La Terrasse

"La culture est une résistance à la distraction" Pasolini

Classique / Opéra - Gros Plan

Un récital de récitals, avec Jean-François Borras, Yusif Eyvazov, Nadine Sierra, Patricia Petibon et Raquel Camarinha.

Un récital de récitals, avec Jean-François Borras, Yusif Eyvazov, Nadine Sierra, Patricia Petibon et Raquel Camarinha. - Critique sortie Classique / Opéra Paris Centre Éléphant Paname
Raquel Camarinha © Paul Montag

PARIS / VOIX

Publié le 19 décembre 2018 - N° 272

Une pléiade de voix à découvrir cet hiver. Gros plan sur nos coups de cœur pour se construire au fil des timbres et des semaines un parcours riche, coloré et vivace, un récital de récitals…

Il est des périodes où la vie musicale est telle à Paris qu’elle finit par induire tant de dates qu’on ne s’y repère même plus, tant de noms qu’on ne sait plus s’ils sont poulains fringants ou chevaux de retours. Commençons par un artiste qui nous vient de Monaco. Pourquoi aller écouter Jean-François Borras ? C’est tout simple. Parce qu’il est l’un des seuls à nous donner constamment, et comme par routine, l’exemple vivant d’une voix en phase avec le corps et l’homme qu’elle habite. Voici l’exemple parfait d’une fondation intime du son, d’un appui de ce son sur un souffle sûr, que l’on ne trouve guère aujourd’hui. Et par-dessus tout, cette chaleur, ce velours unique qui l’a fait triompher dans Werther au Met en remplacement de Kaufmann, et l’honore en ce moment en Alfredo à Bastille. Un velours que l’on vous conseille de découvrir dans l’intimité du dôme sous lequel se déroule l’Instant Lyrique, à l’occasion d’un récital avec le pianiste Antoine Palloc. Jamais l’appellation ténor dramatique n’a aussi bien porté son nom qu’avec Yusif Eyvazov. Le timbre indéfinissable, à la fois clair dans ses contours, avec une improbable estompe dans le registre grave, autorise des tenues tremblées à l’effet particulièrement pénétrant. Et avec cela, ce regard comme cendré, ces lèvres qui se révulsent dans le cri, cette stature qui est déjà naturellement celle d’un Calaf. Mais où donc trembler au grand geste tchaïkovskien qui sera le sien le jeudi 7 février ? A Gaveau pardi, où l’on gage que sa voix résonnera longtemps entre les moulures dorées.

Entrées de données extraites:
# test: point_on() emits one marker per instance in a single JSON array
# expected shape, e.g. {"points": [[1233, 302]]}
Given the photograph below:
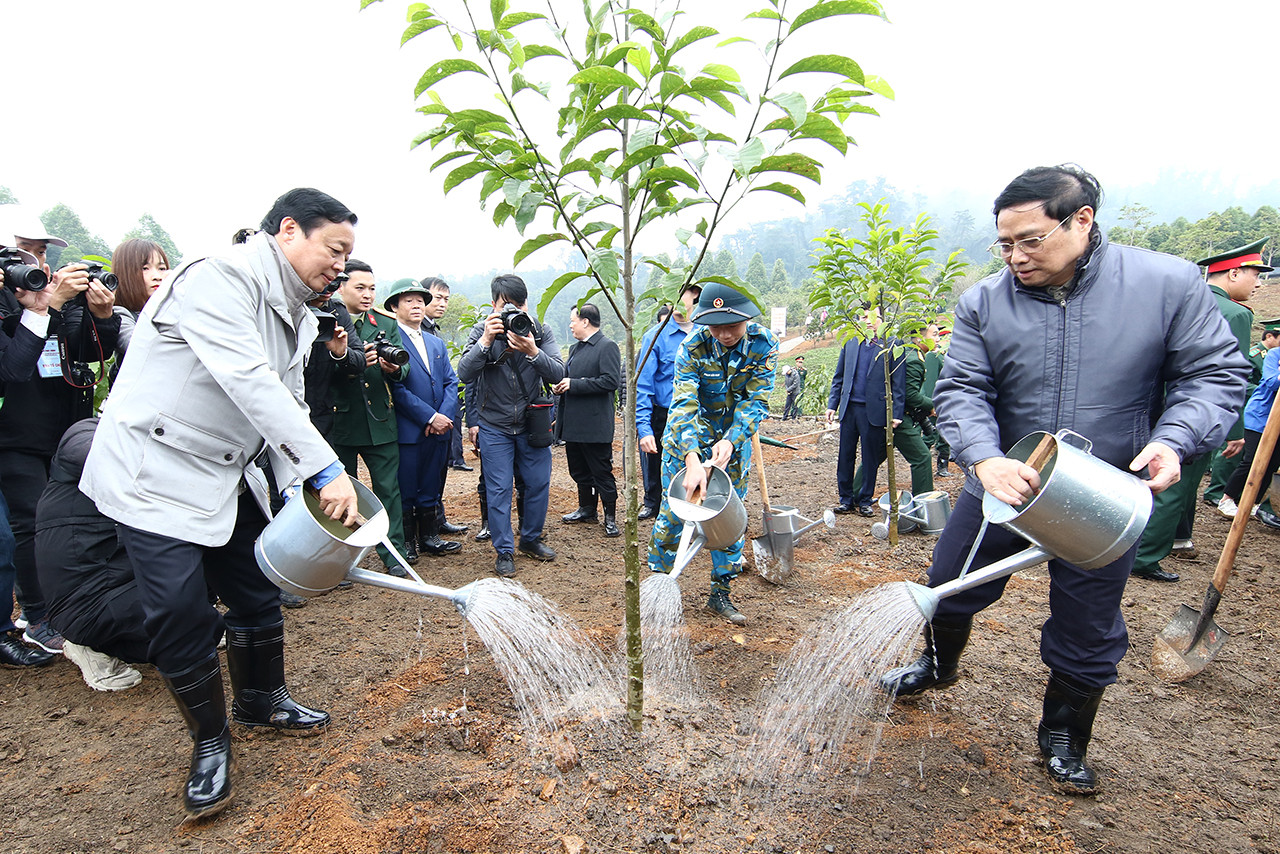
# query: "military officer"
{"points": [[1233, 277], [364, 419], [723, 377]]}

Consignes -
**a)** Recopiez sans aucune modification toutes les lignes des données extraites, en laissant l'image de côté.
**b)** Reprenez l'article sur les récitals de voix de l'hiver à Paris et poursuivez-le après sa dernière phrase.

Réponses aux consignes -
**a)**
# test: point_on() emits one marker per instance in a single JSON array
# expected shape, e.g. {"points": [[1233, 302]]}
Given the photograph below:
# query: "military officer"
{"points": [[1233, 277], [364, 419], [723, 377]]}

**b)**
Deux ténors, trois sopranos

Comme certaines de ces consœurs de la nouvelle génération, Nadine Sierra a la conscience aigüe de son siècle. Le public la sait capable d’abandonner sur scène sa traîne de diva, de se montrer sous son vrai jour : celui avant tout d’une femme de son temps qui n’a que faire d’étoffes et de perruques d’époque. Si de la sienne, Nadine en possède la bougeotte, elle a aussi su garder ce rare scrupule qui n’est plus de notre temps : celui de ne jamais risquer d’en faire trop, de savoir refuser plutôt que de bâcler. Est-ce ce même scrupule qui lui a permis d’atteindre une telle liquidité du son, ce modelé phénoménal du souffle, et partout une telle netteté du discours ? Offrir le 12 janvier au public du Théâtre des Champs-Élysées de renouveler son écoute des grands classiques au travers d’un parcours qui les jalonne si audacieusement : il fallait l’oser.

Phonogénie

Patricia Petibon est bien plus que cette rousseur excentrique à laquelle certains aiment la résumer. Ce n’est pourtant pas non plus une voix vierge que l’on redemande – la sienne s’est couverte de la patine des années –, mais son élasticité, sa fraîcheur, sa promptitude à s’imposer à notre attention. Chez Petibon, ce rarissime ensemble de qualités s’est préservé sur plus de 20 ans de carrière, avec un chic d’exécution, une phonogénie, un poli de style peut-être bien uniques sur la scène française. Autant de bonnes raisons pour filer Avenue Montaigne l’écouter un lundi 21 janvier dans le récital éclectique (Granados, Bacri, De Falla, Bernstein) qu’elle donnera avec l’orchestre Janáček d’Ostrava.

L’audacieuse Raquel Camarinha ! Jamais trouvera-t-on la jeune chanteuse d’origine portugaise en flagrant délit de médiocrité. Exploratrice infatigable du répertoire contemporain, on la sent s’approcher au plus près de l’étincelle créatrice, s’y mesurer aux côtés du compositeur, avant de la défendre avec ardeur devant son public. Le regard est de gratitude, mais il sait parfois prendre sur scène les yeux flamboyants, instables, d’une lionne blessée. C’est qu’on sent en Raquel Camarinha une comédienne tout autant qu’une chanteuse, condition nécessaire pour faire vivre ainsi la Voix Humaine de Poulenc, ou l’expérimentale Passion selon Sade de Bussotti. Les rôles ont beau l’être, jamais rien n’est sévère dans le timbre, dans cette voix qui diffuse une humanité prégnante. Dieu fasse qu’elle nous apparaisse sous son meilleur jour à l’occasion du Lundi Musical qui lui est consacré le 11 février.

 

Julien Hanck

A propos de l'événement

Jean-François Borras, dans la série « L’instant lyrique »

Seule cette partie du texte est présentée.